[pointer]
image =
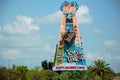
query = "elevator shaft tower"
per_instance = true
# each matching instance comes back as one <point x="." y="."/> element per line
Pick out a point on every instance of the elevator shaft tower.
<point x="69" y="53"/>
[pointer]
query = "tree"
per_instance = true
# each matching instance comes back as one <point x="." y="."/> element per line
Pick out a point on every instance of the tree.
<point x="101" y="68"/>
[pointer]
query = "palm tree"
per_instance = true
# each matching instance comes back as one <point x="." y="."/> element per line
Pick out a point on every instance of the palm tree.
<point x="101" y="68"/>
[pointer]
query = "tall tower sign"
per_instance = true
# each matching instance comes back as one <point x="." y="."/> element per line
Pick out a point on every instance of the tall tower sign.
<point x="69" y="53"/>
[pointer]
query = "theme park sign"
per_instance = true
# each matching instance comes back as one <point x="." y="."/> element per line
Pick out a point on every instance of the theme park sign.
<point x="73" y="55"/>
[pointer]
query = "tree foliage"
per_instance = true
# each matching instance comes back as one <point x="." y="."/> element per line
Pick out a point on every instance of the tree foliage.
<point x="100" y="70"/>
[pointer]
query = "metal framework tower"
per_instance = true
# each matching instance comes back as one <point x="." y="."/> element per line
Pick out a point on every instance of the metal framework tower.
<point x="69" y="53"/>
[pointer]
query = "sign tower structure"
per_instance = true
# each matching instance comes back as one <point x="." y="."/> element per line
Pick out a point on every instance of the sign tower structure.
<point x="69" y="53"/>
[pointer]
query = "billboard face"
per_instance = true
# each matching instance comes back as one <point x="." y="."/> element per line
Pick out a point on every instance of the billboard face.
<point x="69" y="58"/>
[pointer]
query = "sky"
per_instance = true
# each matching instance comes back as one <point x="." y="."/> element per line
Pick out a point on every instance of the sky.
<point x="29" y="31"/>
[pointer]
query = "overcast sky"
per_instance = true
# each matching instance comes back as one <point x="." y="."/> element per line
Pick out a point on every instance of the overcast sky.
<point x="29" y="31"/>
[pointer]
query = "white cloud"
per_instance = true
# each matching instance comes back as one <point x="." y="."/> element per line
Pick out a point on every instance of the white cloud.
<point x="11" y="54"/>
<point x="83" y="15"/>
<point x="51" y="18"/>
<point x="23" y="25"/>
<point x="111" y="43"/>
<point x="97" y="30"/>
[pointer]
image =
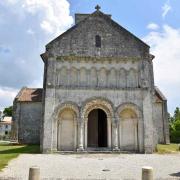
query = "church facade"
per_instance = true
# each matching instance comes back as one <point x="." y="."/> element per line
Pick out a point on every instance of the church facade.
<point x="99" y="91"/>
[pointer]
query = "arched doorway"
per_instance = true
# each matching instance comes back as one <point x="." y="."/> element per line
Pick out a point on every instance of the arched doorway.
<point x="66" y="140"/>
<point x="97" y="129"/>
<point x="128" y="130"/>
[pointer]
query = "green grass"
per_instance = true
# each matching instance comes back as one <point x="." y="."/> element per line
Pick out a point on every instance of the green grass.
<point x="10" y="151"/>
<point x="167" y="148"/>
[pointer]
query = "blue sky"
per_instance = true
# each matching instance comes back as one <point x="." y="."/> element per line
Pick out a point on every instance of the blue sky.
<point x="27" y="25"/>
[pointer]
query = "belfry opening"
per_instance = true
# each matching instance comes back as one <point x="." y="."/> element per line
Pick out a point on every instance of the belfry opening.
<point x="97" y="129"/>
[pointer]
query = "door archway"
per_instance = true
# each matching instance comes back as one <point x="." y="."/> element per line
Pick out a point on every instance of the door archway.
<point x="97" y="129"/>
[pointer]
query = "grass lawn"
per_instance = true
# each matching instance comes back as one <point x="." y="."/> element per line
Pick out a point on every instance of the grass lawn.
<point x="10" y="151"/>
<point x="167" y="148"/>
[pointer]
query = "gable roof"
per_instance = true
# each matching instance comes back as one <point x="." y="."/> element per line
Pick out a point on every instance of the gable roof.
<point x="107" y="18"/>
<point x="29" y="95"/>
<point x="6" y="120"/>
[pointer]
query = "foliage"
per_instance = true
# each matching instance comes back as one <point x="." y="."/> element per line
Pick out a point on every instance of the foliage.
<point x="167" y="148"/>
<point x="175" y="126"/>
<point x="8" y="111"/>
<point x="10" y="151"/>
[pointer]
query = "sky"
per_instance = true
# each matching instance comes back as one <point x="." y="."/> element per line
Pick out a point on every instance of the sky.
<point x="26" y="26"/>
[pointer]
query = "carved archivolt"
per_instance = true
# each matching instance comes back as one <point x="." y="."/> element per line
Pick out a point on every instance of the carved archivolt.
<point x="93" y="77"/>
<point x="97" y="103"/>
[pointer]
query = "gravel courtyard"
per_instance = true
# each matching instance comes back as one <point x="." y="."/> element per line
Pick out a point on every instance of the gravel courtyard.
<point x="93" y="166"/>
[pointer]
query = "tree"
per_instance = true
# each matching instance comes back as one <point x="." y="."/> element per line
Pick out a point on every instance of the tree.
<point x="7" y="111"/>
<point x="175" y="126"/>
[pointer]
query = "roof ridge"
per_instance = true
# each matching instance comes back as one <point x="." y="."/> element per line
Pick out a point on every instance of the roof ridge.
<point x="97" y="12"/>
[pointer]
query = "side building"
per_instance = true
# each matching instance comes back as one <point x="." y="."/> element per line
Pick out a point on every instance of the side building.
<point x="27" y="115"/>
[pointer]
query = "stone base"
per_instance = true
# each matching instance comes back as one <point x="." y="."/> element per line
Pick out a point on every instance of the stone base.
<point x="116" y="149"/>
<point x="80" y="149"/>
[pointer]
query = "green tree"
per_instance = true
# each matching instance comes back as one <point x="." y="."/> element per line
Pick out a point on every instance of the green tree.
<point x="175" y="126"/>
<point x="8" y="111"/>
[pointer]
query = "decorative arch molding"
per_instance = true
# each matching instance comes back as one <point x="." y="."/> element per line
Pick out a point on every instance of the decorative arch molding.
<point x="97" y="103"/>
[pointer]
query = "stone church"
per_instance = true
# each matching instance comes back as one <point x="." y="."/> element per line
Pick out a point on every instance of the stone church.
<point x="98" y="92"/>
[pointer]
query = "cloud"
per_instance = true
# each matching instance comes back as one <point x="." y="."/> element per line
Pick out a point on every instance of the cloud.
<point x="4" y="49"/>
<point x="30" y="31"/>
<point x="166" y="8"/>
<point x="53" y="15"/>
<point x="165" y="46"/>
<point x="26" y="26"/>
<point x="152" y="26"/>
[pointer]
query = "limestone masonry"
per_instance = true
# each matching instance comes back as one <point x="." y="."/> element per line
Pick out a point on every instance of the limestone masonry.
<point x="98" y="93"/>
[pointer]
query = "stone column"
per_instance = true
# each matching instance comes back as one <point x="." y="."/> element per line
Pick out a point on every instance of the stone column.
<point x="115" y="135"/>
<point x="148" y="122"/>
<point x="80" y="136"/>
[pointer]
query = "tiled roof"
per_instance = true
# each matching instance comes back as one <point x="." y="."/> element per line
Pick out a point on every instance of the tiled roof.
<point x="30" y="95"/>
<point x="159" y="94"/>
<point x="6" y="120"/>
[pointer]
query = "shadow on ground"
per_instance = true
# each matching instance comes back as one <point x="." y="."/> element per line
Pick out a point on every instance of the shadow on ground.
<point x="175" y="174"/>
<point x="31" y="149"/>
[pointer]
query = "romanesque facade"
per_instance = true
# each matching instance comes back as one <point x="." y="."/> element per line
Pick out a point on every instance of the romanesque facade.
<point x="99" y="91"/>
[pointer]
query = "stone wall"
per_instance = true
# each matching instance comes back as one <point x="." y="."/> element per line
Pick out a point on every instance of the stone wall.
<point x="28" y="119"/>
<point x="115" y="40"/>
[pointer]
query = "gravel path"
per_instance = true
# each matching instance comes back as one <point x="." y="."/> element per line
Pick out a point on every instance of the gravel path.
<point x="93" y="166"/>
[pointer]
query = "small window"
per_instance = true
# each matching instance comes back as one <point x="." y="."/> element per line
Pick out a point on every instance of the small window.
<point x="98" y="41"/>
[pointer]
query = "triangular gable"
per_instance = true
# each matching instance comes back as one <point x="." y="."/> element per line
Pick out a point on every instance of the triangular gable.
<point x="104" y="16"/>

___

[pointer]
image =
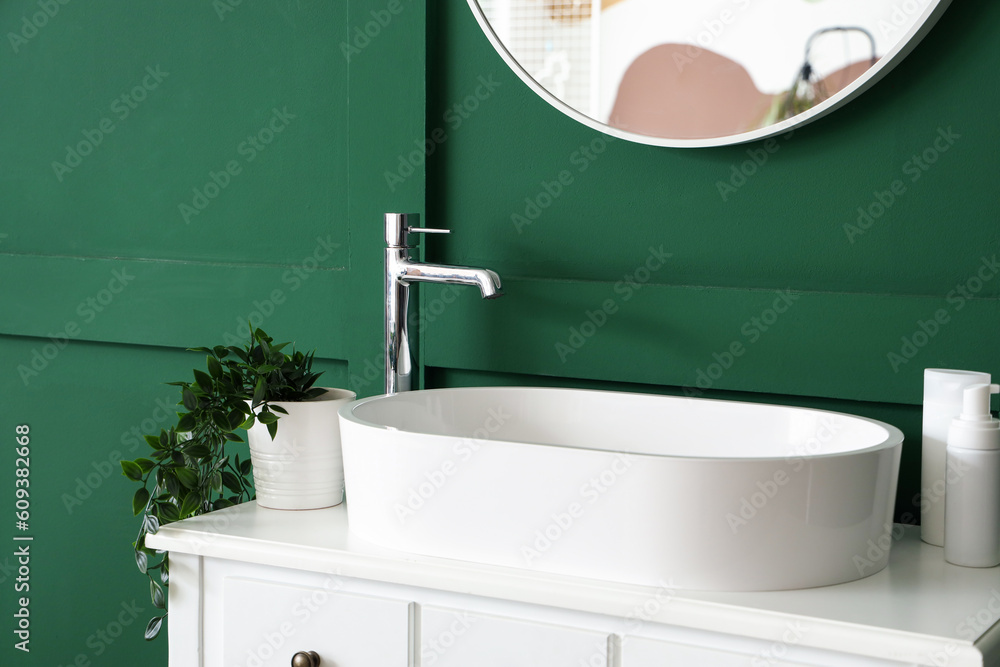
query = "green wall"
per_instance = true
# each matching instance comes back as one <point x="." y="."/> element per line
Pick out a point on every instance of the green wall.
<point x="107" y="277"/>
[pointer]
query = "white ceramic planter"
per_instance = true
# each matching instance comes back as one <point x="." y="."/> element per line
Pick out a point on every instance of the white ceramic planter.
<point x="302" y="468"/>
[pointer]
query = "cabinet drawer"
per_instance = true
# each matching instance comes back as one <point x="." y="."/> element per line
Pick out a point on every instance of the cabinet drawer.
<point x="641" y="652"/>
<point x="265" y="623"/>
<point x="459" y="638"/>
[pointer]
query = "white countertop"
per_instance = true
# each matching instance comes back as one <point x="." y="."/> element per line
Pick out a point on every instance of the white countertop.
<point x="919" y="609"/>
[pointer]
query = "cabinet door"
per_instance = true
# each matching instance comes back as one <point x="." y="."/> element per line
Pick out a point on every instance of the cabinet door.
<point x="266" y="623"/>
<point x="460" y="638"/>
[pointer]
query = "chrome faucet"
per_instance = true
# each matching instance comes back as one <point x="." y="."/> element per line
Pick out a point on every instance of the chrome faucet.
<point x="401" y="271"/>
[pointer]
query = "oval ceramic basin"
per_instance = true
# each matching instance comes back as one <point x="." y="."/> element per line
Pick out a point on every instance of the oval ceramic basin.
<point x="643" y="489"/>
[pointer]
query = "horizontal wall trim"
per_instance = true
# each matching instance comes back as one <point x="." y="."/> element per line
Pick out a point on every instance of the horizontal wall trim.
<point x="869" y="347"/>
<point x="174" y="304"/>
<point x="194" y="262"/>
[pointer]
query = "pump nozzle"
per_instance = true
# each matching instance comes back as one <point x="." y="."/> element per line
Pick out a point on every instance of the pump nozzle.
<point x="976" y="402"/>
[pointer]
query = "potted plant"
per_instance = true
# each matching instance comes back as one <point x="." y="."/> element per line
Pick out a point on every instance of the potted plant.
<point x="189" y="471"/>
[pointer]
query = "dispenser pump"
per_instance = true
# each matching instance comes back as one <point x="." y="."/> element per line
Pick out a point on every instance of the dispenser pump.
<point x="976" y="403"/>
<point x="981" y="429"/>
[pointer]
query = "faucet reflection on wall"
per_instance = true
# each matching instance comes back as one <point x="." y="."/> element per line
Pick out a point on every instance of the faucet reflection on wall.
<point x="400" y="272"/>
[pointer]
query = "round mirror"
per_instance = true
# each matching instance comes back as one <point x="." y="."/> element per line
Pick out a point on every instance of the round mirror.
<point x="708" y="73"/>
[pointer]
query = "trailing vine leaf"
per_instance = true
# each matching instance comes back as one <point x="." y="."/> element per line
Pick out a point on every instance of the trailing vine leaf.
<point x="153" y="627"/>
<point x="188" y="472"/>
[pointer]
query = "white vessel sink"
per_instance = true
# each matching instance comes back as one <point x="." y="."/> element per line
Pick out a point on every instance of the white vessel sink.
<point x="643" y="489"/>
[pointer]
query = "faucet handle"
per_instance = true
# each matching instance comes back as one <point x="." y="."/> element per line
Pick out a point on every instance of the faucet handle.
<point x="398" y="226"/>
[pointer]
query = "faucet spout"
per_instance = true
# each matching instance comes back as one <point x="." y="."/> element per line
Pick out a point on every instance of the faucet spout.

___

Stated exercise: Count the lines in the entries above that contain the string "tree", treating uppercase and lowercase as different. Reply with the number only.

Exercise answer: 10